:: Supplied records

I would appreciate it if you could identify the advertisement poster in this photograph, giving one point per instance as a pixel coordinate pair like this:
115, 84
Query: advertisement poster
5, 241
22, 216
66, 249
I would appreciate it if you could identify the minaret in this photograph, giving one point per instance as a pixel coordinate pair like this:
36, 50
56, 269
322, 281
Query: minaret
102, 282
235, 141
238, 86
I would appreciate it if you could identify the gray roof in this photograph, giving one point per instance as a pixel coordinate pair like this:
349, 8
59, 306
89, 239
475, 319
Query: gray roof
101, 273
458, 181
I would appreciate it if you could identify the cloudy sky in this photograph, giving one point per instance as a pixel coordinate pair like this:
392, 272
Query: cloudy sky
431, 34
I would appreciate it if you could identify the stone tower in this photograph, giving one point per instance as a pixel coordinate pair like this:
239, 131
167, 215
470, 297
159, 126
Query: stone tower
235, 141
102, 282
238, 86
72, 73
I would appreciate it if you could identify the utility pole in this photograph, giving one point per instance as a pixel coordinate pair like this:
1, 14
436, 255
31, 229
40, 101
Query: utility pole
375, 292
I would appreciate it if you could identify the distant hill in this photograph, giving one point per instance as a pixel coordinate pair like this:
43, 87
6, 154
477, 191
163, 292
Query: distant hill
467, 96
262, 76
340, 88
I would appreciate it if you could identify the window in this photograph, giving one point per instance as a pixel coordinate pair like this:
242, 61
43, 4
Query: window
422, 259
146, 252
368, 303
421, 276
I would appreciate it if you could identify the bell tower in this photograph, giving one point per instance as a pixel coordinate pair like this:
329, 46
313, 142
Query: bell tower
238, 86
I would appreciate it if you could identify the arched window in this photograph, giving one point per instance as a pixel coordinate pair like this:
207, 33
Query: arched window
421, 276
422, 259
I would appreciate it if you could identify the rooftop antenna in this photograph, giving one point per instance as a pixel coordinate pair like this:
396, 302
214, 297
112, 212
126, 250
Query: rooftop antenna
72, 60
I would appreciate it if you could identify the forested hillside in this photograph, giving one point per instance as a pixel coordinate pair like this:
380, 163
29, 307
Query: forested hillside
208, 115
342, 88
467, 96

::::

• Task prompt
All entries shown above should be duplicated without a single difference.

• Exercise output
I would appreciate it if you could identify the advertisement poster in this photograph, giving one point per instance as a pixel coordinate pair like this:
115, 84
Query: advertisement poster
5, 241
22, 216
66, 249
I would appreciate it if you could identify the minaret in this photograph, giving one point per instance as a pixel coordinate pair like this:
36, 50
56, 269
322, 281
Query: minaret
102, 282
235, 141
238, 86
I would appreciate it if you could identify the gray roof in this photograph, giving one point per instance as a pixel coordinate pair like this:
349, 8
59, 306
89, 239
475, 319
Query: gray roof
101, 273
458, 181
I would appreciate it if you could identify the cloudy sky in this photograph, giving one point per instance as a pixel coordinate pair like this:
392, 272
Query: cloudy sky
431, 34
I would appreciate it if you could identify the stone tower in this photograph, giving one point per instance as a pixel coordinate pair like this:
239, 131
167, 215
470, 297
159, 126
Query: stone tower
235, 141
102, 282
238, 86
72, 73
I would appreciate it if you could identify the utility pole in this photograph, giving one point per instance as a pixel coordinate pair like this:
1, 14
436, 255
31, 229
40, 101
Query: utility pole
375, 292
I would appreciate it if you could identify the distant hill in this photograph, giving one point per instance as a pixel coordinate pair like this:
43, 87
6, 154
477, 191
163, 292
Query: distant hill
467, 96
262, 76
340, 88
I would appreciate it if you could identify the window in this photograph, giving one point per instance as a pixel coordinate pair like this:
242, 61
43, 4
Query: window
422, 259
146, 252
368, 303
421, 276
I would appreciate it if you could identify the bell tower in this photograph, giving one point per instance as a pixel coordinate pair like this:
329, 46
313, 142
Query: bell tower
238, 86
I would appreciate it if you could identify the arched window in this photograph, giving one point per instance as a pixel coordinate pair like this:
207, 33
Query: arched window
421, 276
422, 259
I would appreciate it if you could identify the rooftop antenna in this photograph, giving one point per instance as a pixel coordinate pair like this:
396, 302
214, 297
112, 212
126, 250
Query: rooftop antenna
72, 60
I would appreciate it if you could identify the forested hillside in this photograph, giving one point per instance as a pixel coordinate pair like this:
380, 163
29, 307
Query: forested hillside
208, 115
342, 88
467, 96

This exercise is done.